● PROBLEM 1: In the osteoporosis account, which building held the Osteoporosis Clinic?
● PROBLEM 2: Please retype the stretch of the osteoporosis account from "Back to the" through "a little silly.".

● TEXT BLOCK:
=== Begin Enclosure ===

Following my diagnosis of osteoporosis back in October, I started taking oral Bisphosphonates immediately. This was a jolly good thing. For two reasons: good for my bones; good for secondary cancer prevention. Unfortunately it turned out to be a disaster for my gut. I could not tolerate it at all. First dose led to me crying ‘Huey’ and ‘Ralph’ into the giant white telephone for a fair part of the day. Subsequent doses were not quite so catastrophic but pretty nasty gut rot followed so this line of administration was declared A Failure. I had similar problems with the administration of Vitamin D and Calcium for I am indeed a Delicate Little Flower. However, there at least, my GP has come up with a combo that works. I take an effervescent calcium twice daily and some vitamin D once a month. Marvellous.
Back to the Bisphosphonates. I need them. So in a bid to find an alternative way of administration, I was referred to the Osteoporosis Clinic where I found myself today. It was actually a small miracle that I found myself there at all as the appointment letter failed to specify where the clinic was being held. Funnily enough, I did not consider the Maternity Block a likely venue so it was last on my search list. But we all know I am over efficient in the being early department, therefore I had time to scour the entire hospital and there it was. I liked my consultant. We shall call her Bones. She did not look much like her Star Trek counterpart but wearing that uniform might have made her feel a little silly.

=== End Enclosure ===

● DATA LISTING:
=== Begin Enclosure ===

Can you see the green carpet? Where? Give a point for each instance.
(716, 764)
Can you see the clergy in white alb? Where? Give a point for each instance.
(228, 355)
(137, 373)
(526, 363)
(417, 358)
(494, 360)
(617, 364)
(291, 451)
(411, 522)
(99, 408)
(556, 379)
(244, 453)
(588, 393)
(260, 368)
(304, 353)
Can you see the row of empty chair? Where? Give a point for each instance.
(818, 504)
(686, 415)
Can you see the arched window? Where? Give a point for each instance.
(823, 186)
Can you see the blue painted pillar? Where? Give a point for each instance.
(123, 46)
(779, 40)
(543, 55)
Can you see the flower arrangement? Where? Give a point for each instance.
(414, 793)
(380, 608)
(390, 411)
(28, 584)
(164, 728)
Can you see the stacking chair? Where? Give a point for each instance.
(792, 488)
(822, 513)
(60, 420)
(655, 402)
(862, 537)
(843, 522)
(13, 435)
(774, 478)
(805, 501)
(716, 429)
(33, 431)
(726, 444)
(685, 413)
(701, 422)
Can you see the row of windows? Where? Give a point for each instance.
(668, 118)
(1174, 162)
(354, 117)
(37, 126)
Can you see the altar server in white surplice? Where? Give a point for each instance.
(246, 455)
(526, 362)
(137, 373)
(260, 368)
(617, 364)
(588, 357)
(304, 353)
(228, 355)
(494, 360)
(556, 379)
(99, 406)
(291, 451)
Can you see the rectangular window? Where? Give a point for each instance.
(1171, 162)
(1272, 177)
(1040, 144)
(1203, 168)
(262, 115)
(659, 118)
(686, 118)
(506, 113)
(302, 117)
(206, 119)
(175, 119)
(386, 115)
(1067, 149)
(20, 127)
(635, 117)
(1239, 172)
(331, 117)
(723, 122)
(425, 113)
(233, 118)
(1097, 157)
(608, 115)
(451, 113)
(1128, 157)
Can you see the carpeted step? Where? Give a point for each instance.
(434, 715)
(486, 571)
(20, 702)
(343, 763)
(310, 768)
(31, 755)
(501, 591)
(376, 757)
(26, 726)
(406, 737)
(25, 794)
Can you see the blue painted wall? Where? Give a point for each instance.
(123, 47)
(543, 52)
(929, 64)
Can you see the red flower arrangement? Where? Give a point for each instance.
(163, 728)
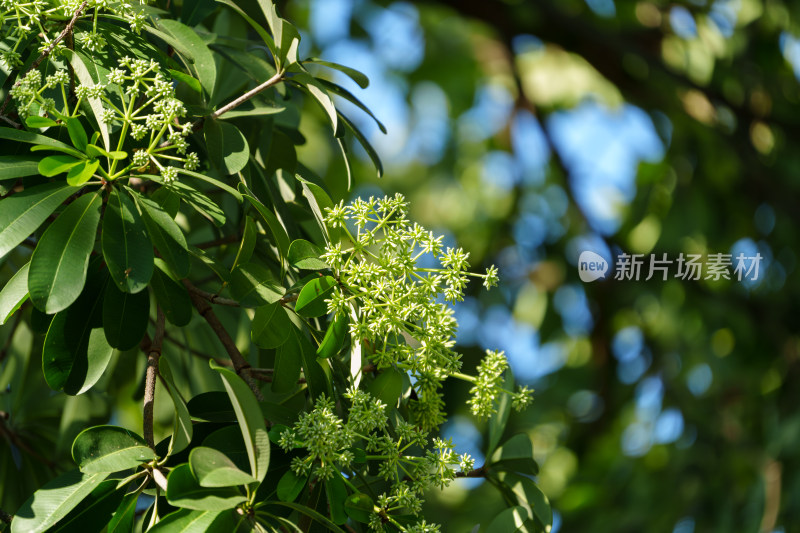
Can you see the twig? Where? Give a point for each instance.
(153, 354)
(213, 298)
(50, 48)
(240, 364)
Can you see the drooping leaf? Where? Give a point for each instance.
(212, 468)
(61, 258)
(306, 255)
(253, 285)
(227, 146)
(270, 326)
(14, 293)
(54, 165)
(172, 297)
(183, 490)
(290, 485)
(166, 235)
(126, 246)
(182, 430)
(23, 212)
(54, 500)
(251, 421)
(311, 301)
(109, 449)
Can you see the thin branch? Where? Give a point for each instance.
(50, 48)
(153, 354)
(240, 364)
(213, 298)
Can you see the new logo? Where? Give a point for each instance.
(591, 266)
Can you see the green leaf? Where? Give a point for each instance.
(172, 297)
(253, 285)
(35, 121)
(334, 337)
(76, 133)
(247, 245)
(270, 326)
(59, 262)
(512, 520)
(311, 301)
(187, 43)
(18, 166)
(126, 246)
(530, 497)
(279, 235)
(124, 516)
(94, 512)
(23, 212)
(516, 454)
(227, 146)
(54, 501)
(288, 363)
(373, 155)
(188, 521)
(359, 507)
(82, 172)
(497, 424)
(213, 469)
(47, 143)
(183, 490)
(53, 165)
(109, 449)
(166, 235)
(290, 486)
(387, 387)
(305, 255)
(14, 293)
(359, 77)
(182, 431)
(337, 494)
(251, 421)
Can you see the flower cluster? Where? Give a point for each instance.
(397, 302)
(330, 442)
(20, 20)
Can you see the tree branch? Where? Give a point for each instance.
(46, 53)
(154, 353)
(240, 364)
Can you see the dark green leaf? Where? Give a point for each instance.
(54, 500)
(126, 246)
(23, 212)
(359, 507)
(109, 449)
(183, 490)
(270, 326)
(290, 486)
(334, 337)
(172, 297)
(253, 285)
(251, 421)
(59, 263)
(14, 293)
(227, 147)
(213, 469)
(305, 255)
(166, 235)
(311, 301)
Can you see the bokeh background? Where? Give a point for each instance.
(528, 131)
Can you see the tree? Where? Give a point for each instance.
(169, 249)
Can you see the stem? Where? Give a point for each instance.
(240, 364)
(150, 378)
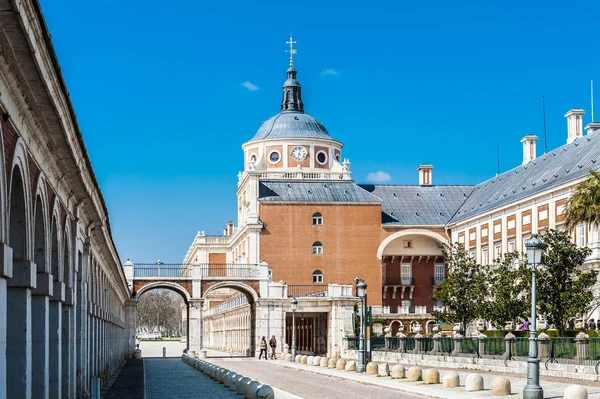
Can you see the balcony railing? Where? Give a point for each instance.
(405, 281)
(307, 290)
(202, 270)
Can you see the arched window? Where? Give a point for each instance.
(317, 276)
(317, 219)
(317, 248)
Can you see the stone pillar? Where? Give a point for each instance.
(582, 343)
(5, 273)
(195, 325)
(40, 334)
(18, 334)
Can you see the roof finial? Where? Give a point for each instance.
(292, 51)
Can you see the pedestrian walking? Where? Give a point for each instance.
(273, 345)
(263, 348)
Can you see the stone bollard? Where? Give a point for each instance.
(240, 387)
(372, 368)
(575, 392)
(250, 389)
(473, 382)
(398, 371)
(414, 374)
(582, 343)
(509, 345)
(265, 392)
(350, 366)
(383, 370)
(431, 376)
(451, 379)
(500, 386)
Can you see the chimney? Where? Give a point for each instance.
(425, 174)
(574, 124)
(529, 152)
(592, 127)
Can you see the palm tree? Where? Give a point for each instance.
(584, 205)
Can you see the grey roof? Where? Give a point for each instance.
(569, 162)
(418, 205)
(291, 124)
(314, 191)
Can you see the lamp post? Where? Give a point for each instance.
(294, 304)
(533, 390)
(361, 291)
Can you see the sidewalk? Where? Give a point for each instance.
(552, 389)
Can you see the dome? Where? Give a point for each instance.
(287, 125)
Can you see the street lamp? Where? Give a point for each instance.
(361, 292)
(533, 390)
(294, 305)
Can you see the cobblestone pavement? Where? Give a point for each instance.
(172, 379)
(306, 384)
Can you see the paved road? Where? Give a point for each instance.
(304, 383)
(173, 379)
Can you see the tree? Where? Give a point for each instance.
(584, 205)
(564, 288)
(463, 292)
(509, 288)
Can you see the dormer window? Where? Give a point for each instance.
(317, 219)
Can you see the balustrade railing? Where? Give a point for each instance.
(202, 270)
(307, 290)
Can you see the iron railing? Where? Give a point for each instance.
(307, 290)
(203, 270)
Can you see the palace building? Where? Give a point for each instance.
(300, 212)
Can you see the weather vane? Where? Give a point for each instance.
(292, 50)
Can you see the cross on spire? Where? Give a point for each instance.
(292, 50)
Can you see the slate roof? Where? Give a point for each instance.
(562, 165)
(413, 205)
(314, 191)
(291, 125)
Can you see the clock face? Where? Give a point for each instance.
(299, 153)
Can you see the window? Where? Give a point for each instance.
(511, 245)
(317, 276)
(580, 235)
(497, 252)
(405, 274)
(317, 219)
(322, 157)
(317, 248)
(274, 157)
(438, 274)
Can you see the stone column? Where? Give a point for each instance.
(19, 328)
(582, 343)
(5, 273)
(195, 323)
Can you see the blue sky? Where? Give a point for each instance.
(158, 91)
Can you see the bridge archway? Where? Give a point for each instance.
(230, 325)
(181, 291)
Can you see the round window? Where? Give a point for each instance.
(322, 157)
(274, 157)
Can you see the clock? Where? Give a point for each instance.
(299, 153)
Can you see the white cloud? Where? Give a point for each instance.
(250, 86)
(378, 177)
(329, 72)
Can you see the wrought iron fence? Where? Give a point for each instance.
(307, 290)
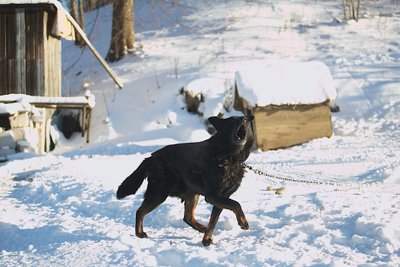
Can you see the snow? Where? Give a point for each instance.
(284, 82)
(60, 209)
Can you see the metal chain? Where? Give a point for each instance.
(262, 173)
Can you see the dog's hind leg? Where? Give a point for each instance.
(230, 204)
(153, 197)
(189, 218)
(207, 239)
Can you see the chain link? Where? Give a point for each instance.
(262, 173)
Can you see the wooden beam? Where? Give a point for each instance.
(91, 47)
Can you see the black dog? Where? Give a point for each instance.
(212, 168)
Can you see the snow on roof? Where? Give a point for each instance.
(281, 82)
(28, 2)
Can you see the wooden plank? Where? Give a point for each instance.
(94, 51)
(280, 127)
(20, 51)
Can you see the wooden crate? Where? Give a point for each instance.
(284, 126)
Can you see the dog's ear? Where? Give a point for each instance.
(250, 117)
(216, 122)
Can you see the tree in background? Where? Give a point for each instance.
(78, 14)
(122, 33)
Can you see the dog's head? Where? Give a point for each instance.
(234, 133)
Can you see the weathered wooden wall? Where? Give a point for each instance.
(30, 58)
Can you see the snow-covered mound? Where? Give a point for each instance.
(282, 82)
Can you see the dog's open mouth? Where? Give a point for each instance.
(241, 133)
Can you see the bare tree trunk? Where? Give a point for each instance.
(81, 21)
(79, 17)
(122, 35)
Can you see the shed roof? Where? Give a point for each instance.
(281, 82)
(63, 27)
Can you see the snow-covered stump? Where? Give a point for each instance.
(290, 101)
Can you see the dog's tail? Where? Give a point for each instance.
(132, 183)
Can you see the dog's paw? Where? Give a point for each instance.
(245, 226)
(207, 241)
(142, 235)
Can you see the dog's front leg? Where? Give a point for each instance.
(190, 205)
(207, 239)
(227, 203)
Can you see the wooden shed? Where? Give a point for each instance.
(30, 55)
(290, 101)
(30, 46)
(30, 68)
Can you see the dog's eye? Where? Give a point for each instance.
(241, 132)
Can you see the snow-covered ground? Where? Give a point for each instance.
(60, 209)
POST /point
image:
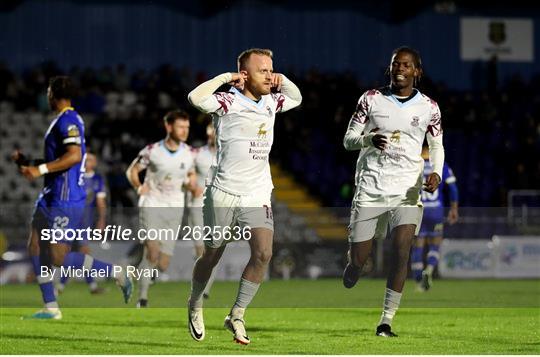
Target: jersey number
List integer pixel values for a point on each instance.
(82, 171)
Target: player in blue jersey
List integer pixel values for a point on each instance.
(60, 205)
(433, 223)
(96, 202)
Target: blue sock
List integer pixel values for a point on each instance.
(78, 260)
(433, 255)
(46, 285)
(417, 263)
(68, 261)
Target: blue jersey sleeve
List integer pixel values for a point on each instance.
(450, 181)
(70, 130)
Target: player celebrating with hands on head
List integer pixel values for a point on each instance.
(389, 127)
(169, 172)
(239, 184)
(61, 203)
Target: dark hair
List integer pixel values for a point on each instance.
(62, 87)
(416, 58)
(171, 116)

=== End Enclosure ===

● EXERCISE SOLUTION 1: The Maternity Block.

● EXERCISE SOLUTION 2:
Back to the Bisphosphonates. I need them. So in a bid to find an alternative way of administration, I was referred to the Osteoporosis Clinic where I found myself today. It was actually a small miracle that I found myself there at all as the appointment letter failed to specify where the clinic was being held. Funnily enough, I did not consider the Maternity Block a likely venue so it was last on my search list. But we all know I am over efficient in the being early department, therefore I had time to scour the entire hospital and there it was. I liked my consultant. We shall call her Bones. She did not look much like her Star Trek counterpart but wearing that uniform might have made her feel a little silly.